◆ SUPPLIED PASSAGE

>> Start

For the year ended August 31, 1995, Small's incurred a loss of
$1,586,000 followed by a loss of $378,000 for the quarter ended November
30, 1995. The Company, in an effort to eliminate these continued losses
entered into a joint venture for its West Texas rental tool and fishing
operations subsequent to December 31, 1995. As a result of the joint
venture, the Company will have no liability for any operating losses that
may be incurred in the joint venture. The Company's share of distributions
will be $110,000 a month for the first 24 months and $80,000 a month for
the remaining 36 months of the term of the joint venture.
At December 31, 1995, the Company elected the early adoption of
Statement of Financial Accounting Standards (FAS) No. 121, Accounting for
the Impairment of Long-Lived Assets and for Long-Lived Assets to be
Disposed Of. The undiscounted net cash flows from the joint venture were
less than the carrying value of the associated fixed assets and associated
goodwill indicating that an impairment had taken place. This resulted in
the Company recognizing a non-cash charge for the impairment of long-lived
assets of $4,042,000, consisting of a write-off of goodwill of $3,520,000
associated with the acquisition of Small's and a write off of $522,000 of
property, plant and equipment.
On December 13, 1995, simultaneous with the consummation of the
Reorganization, the Company completed a public offering of 1,500,000 Units
("Units"), with each Unit consisting of three shares of the Company's
common stock and three Class B redeemable Common Stock Purchase Warrants.
On December 27, 1995, the Company sold an additional 225,000 Units. The
offering, after the underwriting discount, non-accountable expenses and all
other offering related expenses, provided the Company with approximately
$9.3 million. The Company used the net proceeds provided by the offerings
to repay a majority of Small's existing bank debt, fund the cash portion of
the purchase price of Oil Stop and provide additional working capital for
operations.
Capital Resources and Liquidity
Net cash provided by operating activities was $415,000 for the six
months ended June 30, 1996. This is a decrease of $261,000 as compared to
the six months ended June 30, 1995. This is primarily the result of a $1.6
million reduction in the Company's accounts payable. Of the $1.6 million,
$1.2 million is a result of a permanent reduction of Small's remaining
obligations.
The Company's working capital position improved to $2,796,000 at June
30, 1996 as compared to $976,000 at December 31, 1995. This was primarily
the result of a $2,000,000 final payment made in connection with the
acquisition of all the capital stock of Oil Stop as well as a reduction of
debt of approximately $1.2 million. The Company's current ratio also
improved from 1.10 at December 31, 1995 to 1.56 at June 30, 1996.

>> End

◆ YOUR OBJECTIVE
Please explain, in one to three sentences, why the company in the financial passage recognized a non-cash impairment charge of $4,042,000. The items that come next are from a different source than the financial passage.

◆ RECORDS SHOWN
>> Start

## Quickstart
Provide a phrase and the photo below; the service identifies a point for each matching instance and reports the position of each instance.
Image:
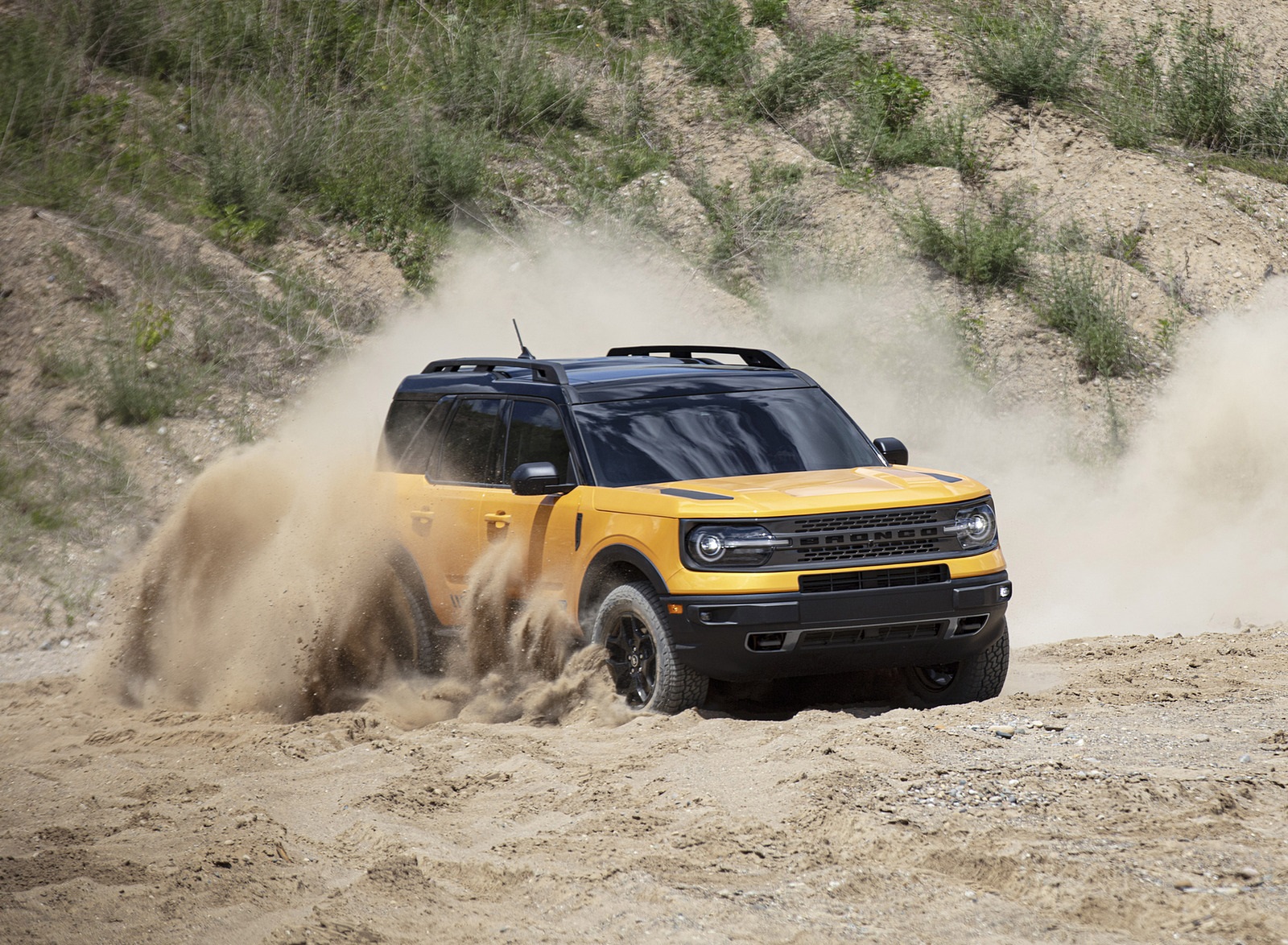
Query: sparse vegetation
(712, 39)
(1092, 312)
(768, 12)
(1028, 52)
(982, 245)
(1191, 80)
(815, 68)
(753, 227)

>> End
>> Start

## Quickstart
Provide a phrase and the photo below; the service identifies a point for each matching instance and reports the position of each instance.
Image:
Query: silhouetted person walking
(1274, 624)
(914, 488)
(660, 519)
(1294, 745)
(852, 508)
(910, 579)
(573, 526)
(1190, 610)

>> End
>> Start

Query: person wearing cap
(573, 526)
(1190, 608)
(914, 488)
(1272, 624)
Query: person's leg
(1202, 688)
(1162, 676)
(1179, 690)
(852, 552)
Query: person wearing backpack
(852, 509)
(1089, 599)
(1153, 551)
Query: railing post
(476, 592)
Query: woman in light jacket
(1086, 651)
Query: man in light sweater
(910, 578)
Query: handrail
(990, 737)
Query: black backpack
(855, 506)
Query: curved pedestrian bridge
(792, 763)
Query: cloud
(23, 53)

>> End

◆ SOLUTION
The undiscounted net cash flows from the joint venture were less than the carrying value of the associated fixed assets and goodwill, which indicated that an impairment had taken place. This was determined after the Company elected early adoption of FAS No. 121 at December 31, 1995.